» Directions
Below are the records. Transcribe them exactly.

» Input data
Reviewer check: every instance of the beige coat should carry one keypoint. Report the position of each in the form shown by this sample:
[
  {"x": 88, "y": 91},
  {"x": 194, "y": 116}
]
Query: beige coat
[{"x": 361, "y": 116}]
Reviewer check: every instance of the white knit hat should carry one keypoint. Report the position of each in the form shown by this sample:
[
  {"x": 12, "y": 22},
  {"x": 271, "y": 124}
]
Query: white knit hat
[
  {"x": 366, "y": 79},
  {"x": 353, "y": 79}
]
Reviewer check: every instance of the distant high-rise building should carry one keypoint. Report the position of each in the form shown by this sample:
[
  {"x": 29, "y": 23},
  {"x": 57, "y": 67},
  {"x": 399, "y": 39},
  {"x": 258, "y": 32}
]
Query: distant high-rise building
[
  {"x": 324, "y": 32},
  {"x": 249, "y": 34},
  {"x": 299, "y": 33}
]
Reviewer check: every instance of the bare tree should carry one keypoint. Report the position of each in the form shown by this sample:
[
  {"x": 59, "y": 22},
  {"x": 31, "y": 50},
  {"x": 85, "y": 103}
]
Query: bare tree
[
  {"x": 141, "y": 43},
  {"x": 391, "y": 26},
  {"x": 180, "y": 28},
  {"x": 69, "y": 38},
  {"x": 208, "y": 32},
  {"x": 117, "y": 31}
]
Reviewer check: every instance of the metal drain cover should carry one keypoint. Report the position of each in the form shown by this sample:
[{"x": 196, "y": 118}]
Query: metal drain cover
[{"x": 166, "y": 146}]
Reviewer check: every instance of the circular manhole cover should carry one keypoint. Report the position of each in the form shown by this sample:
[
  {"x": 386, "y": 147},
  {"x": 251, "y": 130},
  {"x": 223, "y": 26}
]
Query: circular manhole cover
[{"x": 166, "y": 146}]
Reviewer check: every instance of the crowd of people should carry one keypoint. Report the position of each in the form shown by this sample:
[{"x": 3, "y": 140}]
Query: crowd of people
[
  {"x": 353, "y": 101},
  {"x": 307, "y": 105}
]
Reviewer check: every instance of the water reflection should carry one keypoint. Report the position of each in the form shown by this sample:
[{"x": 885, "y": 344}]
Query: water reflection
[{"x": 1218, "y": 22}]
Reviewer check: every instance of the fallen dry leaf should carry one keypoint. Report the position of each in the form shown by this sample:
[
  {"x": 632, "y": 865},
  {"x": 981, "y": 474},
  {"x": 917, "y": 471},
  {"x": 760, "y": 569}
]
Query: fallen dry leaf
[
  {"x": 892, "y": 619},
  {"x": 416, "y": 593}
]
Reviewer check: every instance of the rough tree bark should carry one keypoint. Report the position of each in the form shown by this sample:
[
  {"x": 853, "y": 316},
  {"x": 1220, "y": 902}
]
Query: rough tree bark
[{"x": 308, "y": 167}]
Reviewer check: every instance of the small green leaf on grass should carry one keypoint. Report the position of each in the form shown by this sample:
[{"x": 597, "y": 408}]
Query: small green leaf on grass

» Exercise result
Reviewer check: every instance of the beige coat should carry one keypoint. Report the position of each in the form shown by this sample:
[
  {"x": 88, "y": 91},
  {"x": 194, "y": 116}
]
Query: beige coat
[{"x": 361, "y": 116}]
Reviewer check: every instance of the white knit hat should carry one keypoint. Report the position of each in the form shown by this sample:
[
  {"x": 12, "y": 22},
  {"x": 271, "y": 124}
]
Query: white knit hat
[
  {"x": 366, "y": 79},
  {"x": 353, "y": 79}
]
Reviewer check: every instance of the distant high-rise building should carry one keypoint. Report the position of each in the form shown by this sample:
[
  {"x": 29, "y": 23},
  {"x": 57, "y": 67},
  {"x": 399, "y": 39},
  {"x": 258, "y": 32}
]
Query: distant high-rise building
[
  {"x": 324, "y": 32},
  {"x": 249, "y": 34},
  {"x": 299, "y": 33}
]
Reviewer check: every instance of the bare tree should carry one keypoint. Report the position of each in the form shown by this sample:
[
  {"x": 59, "y": 22},
  {"x": 31, "y": 50},
  {"x": 85, "y": 103}
]
Query: bare tree
[
  {"x": 141, "y": 43},
  {"x": 391, "y": 26},
  {"x": 180, "y": 28},
  {"x": 69, "y": 38},
  {"x": 208, "y": 32},
  {"x": 117, "y": 31}
]
Reviewer check: every instance of the metal drain cover should carry one keypoint. Report the position of each in the form shown by this sample:
[{"x": 196, "y": 118}]
Query: metal drain cover
[{"x": 166, "y": 146}]
Reviewer check: every instance of the circular manhole cover should carry one keypoint. Report the position of each in the form shown by this sample:
[
  {"x": 386, "y": 147},
  {"x": 251, "y": 130},
  {"x": 223, "y": 26}
]
Query: circular manhole cover
[{"x": 166, "y": 146}]
Reviewer check: every instance of the crowd of people should carry one keypoint. Report the position of each in the form shown by this sample:
[{"x": 3, "y": 140}]
Query: crowd of people
[
  {"x": 353, "y": 101},
  {"x": 307, "y": 105}
]
Reviewer check: every instance of the water reflection should carry one keypoint. Report the position of each in the form shown by this sample:
[{"x": 885, "y": 344}]
Query: water reflection
[{"x": 1218, "y": 22}]
Reviewer check: every instance of the fallen dry leaf should carry one keypoint. Report the position of each in the form shown by this sample:
[
  {"x": 632, "y": 865},
  {"x": 981, "y": 474},
  {"x": 917, "y": 471},
  {"x": 760, "y": 569}
]
Query: fallen dry leaf
[
  {"x": 892, "y": 619},
  {"x": 416, "y": 593}
]
Reviewer check: every instance of the rough tree bark should carry one keypoint. Report the position of each in the form shown by this sample:
[
  {"x": 853, "y": 316},
  {"x": 1220, "y": 902}
]
Query: rough tree bark
[{"x": 308, "y": 167}]
Reviewer check: every instance of the small green leaf on grass should carry one keypoint. Report the position of each in the form shown by this sample:
[{"x": 597, "y": 408}]
Query: small green leaf on grass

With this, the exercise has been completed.